▶ **What to produce**:
Locate each line in the rows below that contains the string "wall", and copy every such line.
---------- Source data
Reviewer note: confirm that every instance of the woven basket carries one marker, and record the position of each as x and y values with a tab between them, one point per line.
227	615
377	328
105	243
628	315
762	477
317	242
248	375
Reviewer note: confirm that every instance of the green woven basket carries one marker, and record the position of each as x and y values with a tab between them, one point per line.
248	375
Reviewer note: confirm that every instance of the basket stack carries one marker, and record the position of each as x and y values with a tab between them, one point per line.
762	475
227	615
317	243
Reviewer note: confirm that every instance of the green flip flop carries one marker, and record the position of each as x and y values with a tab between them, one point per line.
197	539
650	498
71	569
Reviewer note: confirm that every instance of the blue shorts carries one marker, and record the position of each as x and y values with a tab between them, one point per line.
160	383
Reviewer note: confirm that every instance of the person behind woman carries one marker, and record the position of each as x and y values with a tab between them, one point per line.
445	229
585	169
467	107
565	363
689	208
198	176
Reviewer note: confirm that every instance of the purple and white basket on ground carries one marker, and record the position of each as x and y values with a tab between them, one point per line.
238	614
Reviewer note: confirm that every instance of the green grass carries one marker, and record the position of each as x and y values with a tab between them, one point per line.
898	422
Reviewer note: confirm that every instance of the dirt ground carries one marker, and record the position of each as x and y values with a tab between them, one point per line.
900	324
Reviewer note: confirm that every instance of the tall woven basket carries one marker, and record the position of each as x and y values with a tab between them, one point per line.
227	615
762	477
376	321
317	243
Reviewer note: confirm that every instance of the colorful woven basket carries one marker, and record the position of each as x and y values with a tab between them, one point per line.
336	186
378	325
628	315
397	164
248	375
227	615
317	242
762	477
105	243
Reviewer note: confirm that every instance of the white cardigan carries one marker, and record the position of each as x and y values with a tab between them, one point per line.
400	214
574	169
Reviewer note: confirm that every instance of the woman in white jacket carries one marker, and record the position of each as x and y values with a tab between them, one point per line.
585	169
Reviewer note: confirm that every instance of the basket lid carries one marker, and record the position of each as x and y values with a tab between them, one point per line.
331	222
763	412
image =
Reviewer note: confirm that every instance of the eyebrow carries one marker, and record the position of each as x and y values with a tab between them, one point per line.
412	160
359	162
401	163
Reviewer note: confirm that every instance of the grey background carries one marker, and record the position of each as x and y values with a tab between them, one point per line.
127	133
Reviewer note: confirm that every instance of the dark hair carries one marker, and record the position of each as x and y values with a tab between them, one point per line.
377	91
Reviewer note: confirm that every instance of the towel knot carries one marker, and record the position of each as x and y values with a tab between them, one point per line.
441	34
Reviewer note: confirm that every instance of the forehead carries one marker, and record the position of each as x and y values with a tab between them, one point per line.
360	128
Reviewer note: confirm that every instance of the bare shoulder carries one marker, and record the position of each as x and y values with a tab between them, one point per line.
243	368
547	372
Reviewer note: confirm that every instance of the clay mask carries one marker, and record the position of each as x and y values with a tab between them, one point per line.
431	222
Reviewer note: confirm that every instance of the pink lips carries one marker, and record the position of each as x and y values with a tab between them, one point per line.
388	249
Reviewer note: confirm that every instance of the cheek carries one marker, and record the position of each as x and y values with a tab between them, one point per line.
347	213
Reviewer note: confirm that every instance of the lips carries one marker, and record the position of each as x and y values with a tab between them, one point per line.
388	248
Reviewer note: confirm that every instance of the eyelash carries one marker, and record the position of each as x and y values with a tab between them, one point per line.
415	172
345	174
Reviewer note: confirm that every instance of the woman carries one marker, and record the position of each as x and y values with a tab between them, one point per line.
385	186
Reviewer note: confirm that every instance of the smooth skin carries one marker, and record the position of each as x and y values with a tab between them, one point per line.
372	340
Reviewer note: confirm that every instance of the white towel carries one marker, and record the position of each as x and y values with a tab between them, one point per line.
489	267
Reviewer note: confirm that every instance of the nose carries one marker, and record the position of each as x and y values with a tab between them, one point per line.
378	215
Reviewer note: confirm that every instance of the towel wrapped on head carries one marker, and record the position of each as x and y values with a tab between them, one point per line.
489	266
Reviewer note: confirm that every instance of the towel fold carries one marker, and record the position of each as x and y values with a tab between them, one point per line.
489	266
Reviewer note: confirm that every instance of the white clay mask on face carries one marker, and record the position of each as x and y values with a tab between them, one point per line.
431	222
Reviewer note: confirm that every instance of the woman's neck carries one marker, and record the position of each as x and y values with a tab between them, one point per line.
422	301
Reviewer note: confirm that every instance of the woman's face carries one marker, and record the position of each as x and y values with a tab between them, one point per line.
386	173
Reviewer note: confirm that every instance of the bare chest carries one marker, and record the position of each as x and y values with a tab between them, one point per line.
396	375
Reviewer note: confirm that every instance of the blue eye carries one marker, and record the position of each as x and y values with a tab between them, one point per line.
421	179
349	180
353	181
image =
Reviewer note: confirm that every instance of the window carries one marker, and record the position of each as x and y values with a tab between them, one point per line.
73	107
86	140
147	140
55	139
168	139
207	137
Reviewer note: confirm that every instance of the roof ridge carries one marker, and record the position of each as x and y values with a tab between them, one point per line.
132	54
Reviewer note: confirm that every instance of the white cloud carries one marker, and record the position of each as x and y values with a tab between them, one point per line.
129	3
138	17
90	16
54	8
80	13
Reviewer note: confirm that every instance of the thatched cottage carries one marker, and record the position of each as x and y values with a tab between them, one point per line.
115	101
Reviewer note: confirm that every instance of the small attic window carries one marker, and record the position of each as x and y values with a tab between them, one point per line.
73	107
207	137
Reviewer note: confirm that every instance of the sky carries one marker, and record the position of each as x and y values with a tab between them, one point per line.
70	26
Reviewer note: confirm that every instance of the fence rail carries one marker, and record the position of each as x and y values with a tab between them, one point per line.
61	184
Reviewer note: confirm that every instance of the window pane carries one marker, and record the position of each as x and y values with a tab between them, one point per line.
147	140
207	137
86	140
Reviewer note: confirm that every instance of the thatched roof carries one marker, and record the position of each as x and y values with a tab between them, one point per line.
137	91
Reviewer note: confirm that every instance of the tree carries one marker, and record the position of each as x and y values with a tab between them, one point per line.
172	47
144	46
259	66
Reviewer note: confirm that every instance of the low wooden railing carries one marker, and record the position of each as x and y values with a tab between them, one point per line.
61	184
--------------------
---------- Source data
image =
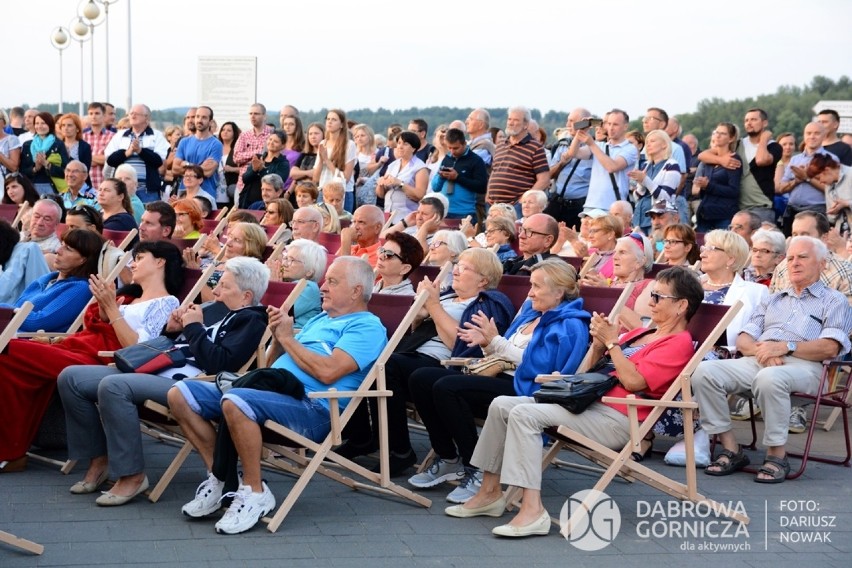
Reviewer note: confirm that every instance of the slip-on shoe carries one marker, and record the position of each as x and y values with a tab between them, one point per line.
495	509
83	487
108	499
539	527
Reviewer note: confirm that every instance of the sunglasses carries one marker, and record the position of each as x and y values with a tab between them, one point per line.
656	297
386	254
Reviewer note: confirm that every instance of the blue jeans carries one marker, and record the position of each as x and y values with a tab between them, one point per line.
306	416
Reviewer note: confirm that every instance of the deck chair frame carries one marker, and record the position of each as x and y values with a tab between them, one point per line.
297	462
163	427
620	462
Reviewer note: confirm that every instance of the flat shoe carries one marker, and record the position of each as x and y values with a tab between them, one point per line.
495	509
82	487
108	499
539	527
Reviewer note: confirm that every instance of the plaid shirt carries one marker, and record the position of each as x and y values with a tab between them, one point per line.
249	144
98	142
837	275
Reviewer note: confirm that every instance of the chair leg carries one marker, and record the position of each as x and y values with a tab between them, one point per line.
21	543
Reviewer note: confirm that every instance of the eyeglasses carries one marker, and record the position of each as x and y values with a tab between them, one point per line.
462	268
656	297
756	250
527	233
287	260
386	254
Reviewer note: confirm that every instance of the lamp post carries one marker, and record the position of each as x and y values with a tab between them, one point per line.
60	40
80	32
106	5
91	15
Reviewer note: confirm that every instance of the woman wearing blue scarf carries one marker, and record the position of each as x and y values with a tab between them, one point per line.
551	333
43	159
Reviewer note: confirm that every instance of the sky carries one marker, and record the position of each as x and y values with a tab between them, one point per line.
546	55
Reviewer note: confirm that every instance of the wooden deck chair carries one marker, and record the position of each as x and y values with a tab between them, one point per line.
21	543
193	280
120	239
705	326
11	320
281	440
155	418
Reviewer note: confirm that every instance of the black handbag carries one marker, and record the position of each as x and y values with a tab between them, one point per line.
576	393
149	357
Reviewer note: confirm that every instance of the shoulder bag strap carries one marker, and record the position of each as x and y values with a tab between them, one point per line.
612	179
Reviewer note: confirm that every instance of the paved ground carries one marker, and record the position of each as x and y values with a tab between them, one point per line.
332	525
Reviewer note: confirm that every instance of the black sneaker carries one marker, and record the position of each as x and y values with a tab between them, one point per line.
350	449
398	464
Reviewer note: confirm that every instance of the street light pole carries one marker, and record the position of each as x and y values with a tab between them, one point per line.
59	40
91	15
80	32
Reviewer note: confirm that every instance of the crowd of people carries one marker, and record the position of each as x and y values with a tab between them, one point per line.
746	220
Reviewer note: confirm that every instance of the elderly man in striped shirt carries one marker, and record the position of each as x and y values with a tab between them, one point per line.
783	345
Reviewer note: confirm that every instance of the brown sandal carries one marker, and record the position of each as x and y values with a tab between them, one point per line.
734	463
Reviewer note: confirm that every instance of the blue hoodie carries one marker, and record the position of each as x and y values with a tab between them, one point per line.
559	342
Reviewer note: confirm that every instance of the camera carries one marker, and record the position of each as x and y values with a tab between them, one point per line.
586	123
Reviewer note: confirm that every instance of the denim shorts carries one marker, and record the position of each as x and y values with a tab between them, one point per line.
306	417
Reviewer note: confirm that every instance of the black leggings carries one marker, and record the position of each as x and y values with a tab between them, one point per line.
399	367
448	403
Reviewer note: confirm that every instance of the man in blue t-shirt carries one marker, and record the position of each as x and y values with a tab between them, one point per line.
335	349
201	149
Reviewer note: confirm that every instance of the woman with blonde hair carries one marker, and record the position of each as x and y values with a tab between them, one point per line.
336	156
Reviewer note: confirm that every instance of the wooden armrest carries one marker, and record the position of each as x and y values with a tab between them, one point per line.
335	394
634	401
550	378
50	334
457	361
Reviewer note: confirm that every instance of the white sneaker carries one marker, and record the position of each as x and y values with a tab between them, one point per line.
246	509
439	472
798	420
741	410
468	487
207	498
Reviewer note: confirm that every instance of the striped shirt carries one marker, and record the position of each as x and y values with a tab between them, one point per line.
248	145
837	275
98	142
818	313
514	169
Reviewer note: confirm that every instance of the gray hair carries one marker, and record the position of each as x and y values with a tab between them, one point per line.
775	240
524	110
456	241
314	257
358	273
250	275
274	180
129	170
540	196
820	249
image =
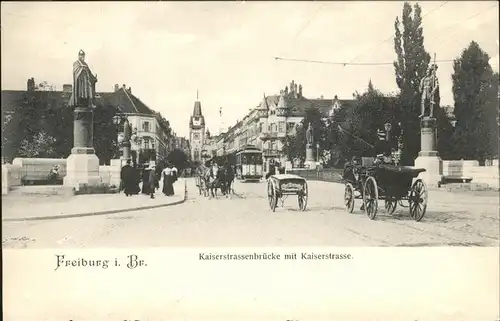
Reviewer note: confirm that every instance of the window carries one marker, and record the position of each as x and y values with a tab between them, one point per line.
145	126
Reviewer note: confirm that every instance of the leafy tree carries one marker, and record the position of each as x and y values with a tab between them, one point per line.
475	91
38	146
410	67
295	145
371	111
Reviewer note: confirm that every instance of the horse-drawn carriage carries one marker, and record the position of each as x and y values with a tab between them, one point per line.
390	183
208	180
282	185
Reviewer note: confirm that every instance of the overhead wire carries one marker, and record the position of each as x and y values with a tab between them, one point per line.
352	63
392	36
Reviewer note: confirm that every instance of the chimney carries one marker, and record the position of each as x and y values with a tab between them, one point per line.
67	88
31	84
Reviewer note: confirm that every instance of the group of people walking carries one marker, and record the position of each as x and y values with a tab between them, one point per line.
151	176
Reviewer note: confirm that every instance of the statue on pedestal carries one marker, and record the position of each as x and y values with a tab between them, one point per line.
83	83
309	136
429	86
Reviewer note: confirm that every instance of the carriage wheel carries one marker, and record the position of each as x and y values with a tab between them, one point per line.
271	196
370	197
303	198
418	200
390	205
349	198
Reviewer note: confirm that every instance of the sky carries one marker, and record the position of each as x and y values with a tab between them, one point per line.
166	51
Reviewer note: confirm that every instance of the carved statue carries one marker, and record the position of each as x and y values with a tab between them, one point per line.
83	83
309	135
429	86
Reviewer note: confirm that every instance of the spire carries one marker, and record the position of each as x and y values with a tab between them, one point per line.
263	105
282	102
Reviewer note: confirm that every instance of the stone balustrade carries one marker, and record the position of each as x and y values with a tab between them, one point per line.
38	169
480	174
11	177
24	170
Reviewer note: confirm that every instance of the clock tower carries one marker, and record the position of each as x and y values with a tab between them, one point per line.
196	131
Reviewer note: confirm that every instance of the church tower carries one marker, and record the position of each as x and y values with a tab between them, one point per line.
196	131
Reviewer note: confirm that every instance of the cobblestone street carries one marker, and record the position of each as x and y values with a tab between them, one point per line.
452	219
--------------------
---------- Source data
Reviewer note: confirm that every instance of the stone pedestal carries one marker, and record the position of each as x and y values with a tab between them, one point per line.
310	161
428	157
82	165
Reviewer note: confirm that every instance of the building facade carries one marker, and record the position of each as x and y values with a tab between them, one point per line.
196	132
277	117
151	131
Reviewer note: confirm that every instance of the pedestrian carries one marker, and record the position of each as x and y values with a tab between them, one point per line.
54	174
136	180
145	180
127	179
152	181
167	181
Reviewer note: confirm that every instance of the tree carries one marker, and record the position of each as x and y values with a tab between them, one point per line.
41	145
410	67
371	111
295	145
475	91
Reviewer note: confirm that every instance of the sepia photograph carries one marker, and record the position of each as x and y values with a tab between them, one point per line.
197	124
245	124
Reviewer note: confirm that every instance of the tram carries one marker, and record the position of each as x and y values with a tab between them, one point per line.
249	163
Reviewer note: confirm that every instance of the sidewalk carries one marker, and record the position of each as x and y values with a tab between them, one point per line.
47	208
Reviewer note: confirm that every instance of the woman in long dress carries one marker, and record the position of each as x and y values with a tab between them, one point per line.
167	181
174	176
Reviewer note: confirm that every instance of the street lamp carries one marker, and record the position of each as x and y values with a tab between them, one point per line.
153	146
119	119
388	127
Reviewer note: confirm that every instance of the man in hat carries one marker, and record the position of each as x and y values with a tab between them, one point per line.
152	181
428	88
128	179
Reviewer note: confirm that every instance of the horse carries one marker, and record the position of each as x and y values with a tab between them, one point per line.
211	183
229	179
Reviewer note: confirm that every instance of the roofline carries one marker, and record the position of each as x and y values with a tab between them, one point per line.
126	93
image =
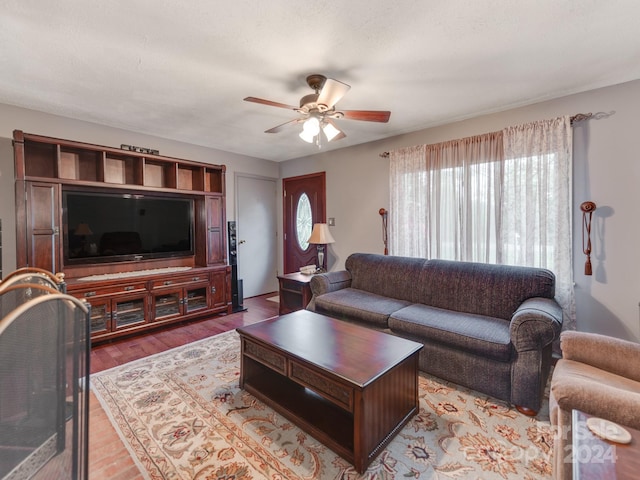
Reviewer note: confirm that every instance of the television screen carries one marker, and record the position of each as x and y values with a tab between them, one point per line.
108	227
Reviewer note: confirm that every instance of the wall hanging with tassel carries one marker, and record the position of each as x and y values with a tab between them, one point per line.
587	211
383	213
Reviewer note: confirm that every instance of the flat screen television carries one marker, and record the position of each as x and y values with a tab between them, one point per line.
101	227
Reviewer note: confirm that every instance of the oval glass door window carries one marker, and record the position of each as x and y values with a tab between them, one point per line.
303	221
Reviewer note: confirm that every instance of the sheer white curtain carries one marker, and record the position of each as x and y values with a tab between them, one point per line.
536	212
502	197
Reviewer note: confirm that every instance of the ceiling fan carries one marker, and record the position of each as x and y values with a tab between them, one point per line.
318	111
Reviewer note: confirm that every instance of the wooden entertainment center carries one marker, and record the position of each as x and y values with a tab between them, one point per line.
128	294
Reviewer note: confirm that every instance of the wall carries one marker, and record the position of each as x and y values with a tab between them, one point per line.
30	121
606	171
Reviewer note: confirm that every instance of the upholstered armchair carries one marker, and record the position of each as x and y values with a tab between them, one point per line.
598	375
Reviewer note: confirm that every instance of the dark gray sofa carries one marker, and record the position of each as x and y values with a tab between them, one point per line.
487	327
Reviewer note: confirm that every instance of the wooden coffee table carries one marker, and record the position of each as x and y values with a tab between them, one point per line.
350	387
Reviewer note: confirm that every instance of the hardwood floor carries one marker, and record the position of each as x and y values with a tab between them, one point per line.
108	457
--------------------
▶ **Expected answer**:
Reviewer note: confirm that every instance of the wall hanging with tassel carries one marker, and record the position of each as x and y values with a tab between them, one point per line.
Reviewer note: confirm that every instance of the wall carries one marker, and record the position of each as x and y values with a tab between them, one point per line.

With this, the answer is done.